DOCUMENT TEXT:
-- -- --

Re: To Swap, or not to Swap

From: Niklas Iveslatt <niklas.iveslatt_at_arisant.com>
Date: Mon, 3 Apr 2023 10:59:43 -0600
Message-ID: <CAHLzPNeqgX7D71jGyvLWhYQ2y3a8z8g3eayc-=CCRC7NwN80VQ_at_mail.gmail.com>

"These days" in Linux there is a Linux metric called PSI (Pressure Stall Information) /proc/pressure/memory - I know we look at this in our monitoring - I think *by default *we look at 3 distinct minutes in sequence and if there are any stalls we issue a warning for someone to look at it. I am not saying this is how it should be done in all cases and any monitoring thresholds may vary depending on the system and related characteristics.

I also looked and "These days" appear to mean Linux kernel >=4.20

Niklas Iveslatt
Senior Partner

Arisant LLC ~ http://www.arisant.com
44 Inverness Dr. E Bldg. C Suite 2 ~ Englewood, CO 80112 mobile: 303.882.4461 ~ main: 303.330.4065 ~ fax: 888.889.0155

Need to send me something securely? *Click here* <https://arisant.sendsafely.com/u/niklas.iveslatt>

On Mon, Apr 3, 2023 at 10:36 AM kyle Hailey <kylelf_at_gmail.com> wrote:

>
>
> was just thinking, there so many folks here who know unix internals way
> better than me ... what metric do you use to track memory pressure? Let me
> frame the question with some similar context ... CPU %Utilization is a bit
> of a crappy metric ... If we are at 100% I don't know if that is meeting
> the demand exactly or if there is a huge backlog of executable code
> wanting to run. Run queue is a bit crappy because it has I/O waiters and
> other issues mixed ... including internal OS locks, waits on memory
> allocation etc. AAS on the other hand is pretty cool. It tells me if 8
> process/queries want to run on 8 vCPUs which might be fine, or if 80
> process want to run on those 8 vCPUs which is some serious CPU concurrency.
> What can one use to monitor memory demand? Similiarly to CPU %utilization
> being bad, I'd say MemAvailable is similarly bad and even weaker. Page out
> is a canary in the coal mine. Page in is just bad. But that requires swap.
> Working on systems without swap, I've have seen scan rates mentioned over
> the years and I never used it because I used page in/out. Then at RDS
> working on test suite that had major memory issues I used perf and noticed
> before the system when down, that the perf showed the top function calls to
> be scans of memory lists.
>
> Perf Top:
> 21.90% [kernel] [k] shrink_inactive_list
> 3.28% libjvm.so [.] BacktraceBuilder::push
> 3.26% [kernel] [k] shrink_page_list
> 3.25% [kernel] [k] __lock_text_start
> 2.00% libjvm.so [.] CodeHeap::find_blob_unsafe
> 1.46% [kernel] [k]
> __raw_callee_save___pv_queued_spin_unlock
> 1.39% [kernel] [k] finish_task_switch
>
>
>
> On Mon, Apr 3, 2023 at 12:56 AM Timur Akhmadeev <timur.akhmadeev_at_gmail.com>
> wrote:
>
>> Just an example for zero swap from Netflix:
>> https://www.brendangregg.com/Slides/AWSreInvent2017_performance_tuning_EC2.pdf
>>
>> Usage: - Swappiness is set to zero to disable swapping and favor ditching
>>> the file system page cache first to free memory. (This tunable doesn’t make
>>> much difference, as swap devices are usually absent.)

-- -- --

ENTRIES SHOWN:
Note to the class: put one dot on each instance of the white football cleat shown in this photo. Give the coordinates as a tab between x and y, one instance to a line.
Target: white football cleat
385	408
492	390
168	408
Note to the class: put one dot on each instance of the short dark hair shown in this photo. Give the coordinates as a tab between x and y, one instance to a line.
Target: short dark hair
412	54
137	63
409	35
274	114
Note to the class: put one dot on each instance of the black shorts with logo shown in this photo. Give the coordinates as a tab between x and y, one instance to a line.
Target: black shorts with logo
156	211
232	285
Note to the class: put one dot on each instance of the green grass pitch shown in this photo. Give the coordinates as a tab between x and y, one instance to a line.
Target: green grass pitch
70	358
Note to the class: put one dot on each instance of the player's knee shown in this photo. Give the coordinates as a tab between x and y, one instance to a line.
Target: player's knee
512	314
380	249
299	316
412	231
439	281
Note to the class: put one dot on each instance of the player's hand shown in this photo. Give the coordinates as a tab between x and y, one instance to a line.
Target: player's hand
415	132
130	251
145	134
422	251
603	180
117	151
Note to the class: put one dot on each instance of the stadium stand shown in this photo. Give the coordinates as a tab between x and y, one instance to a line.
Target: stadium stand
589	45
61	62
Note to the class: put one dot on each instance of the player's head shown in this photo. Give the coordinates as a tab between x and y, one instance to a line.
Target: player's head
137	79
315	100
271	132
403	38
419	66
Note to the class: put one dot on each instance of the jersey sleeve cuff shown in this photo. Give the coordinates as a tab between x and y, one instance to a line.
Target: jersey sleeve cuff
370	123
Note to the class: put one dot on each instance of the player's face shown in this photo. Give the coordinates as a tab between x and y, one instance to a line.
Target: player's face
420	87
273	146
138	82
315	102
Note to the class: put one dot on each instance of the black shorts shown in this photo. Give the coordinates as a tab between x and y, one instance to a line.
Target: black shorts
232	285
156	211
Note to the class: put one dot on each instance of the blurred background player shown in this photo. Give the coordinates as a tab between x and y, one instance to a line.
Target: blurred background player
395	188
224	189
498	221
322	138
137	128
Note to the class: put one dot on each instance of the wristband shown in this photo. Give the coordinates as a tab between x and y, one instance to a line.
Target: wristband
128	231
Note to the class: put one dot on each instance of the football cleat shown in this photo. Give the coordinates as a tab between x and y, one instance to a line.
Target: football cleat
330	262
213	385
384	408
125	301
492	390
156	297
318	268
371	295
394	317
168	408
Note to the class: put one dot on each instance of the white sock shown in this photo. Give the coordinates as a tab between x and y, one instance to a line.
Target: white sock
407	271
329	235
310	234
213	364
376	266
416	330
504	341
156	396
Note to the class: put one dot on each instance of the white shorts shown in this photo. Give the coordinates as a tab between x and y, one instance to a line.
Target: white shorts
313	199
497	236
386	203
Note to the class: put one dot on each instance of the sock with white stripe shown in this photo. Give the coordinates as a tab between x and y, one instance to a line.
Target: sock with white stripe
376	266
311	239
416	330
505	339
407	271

-- -- --

OBJECTIVES:
(1) In the swap thread, why does the writer who asks about memory pressure consider CPU %Utilization a poor metric? Answer in one to three sentences.
(2) Answer these questions from the swap thread:
(a) Under which path does the PSI memory metric appear?
(b) Which Linux kernel versions does "These days" appear to refer to?
(c) Which function tops the perf output, and with what percentage?

SOLUTIONS TO THE PROBLEMS:
(1) At 100% utilization, the writer cannot tell whether the CPU is exactly meeting demand or whether a large backlog of executable code is waiting to run.

(2)
(a) /proc/pressure/memory
(b) Kernel 4.20 and later (>=4.20)
(c) shrink_inactive_list, at 21.90%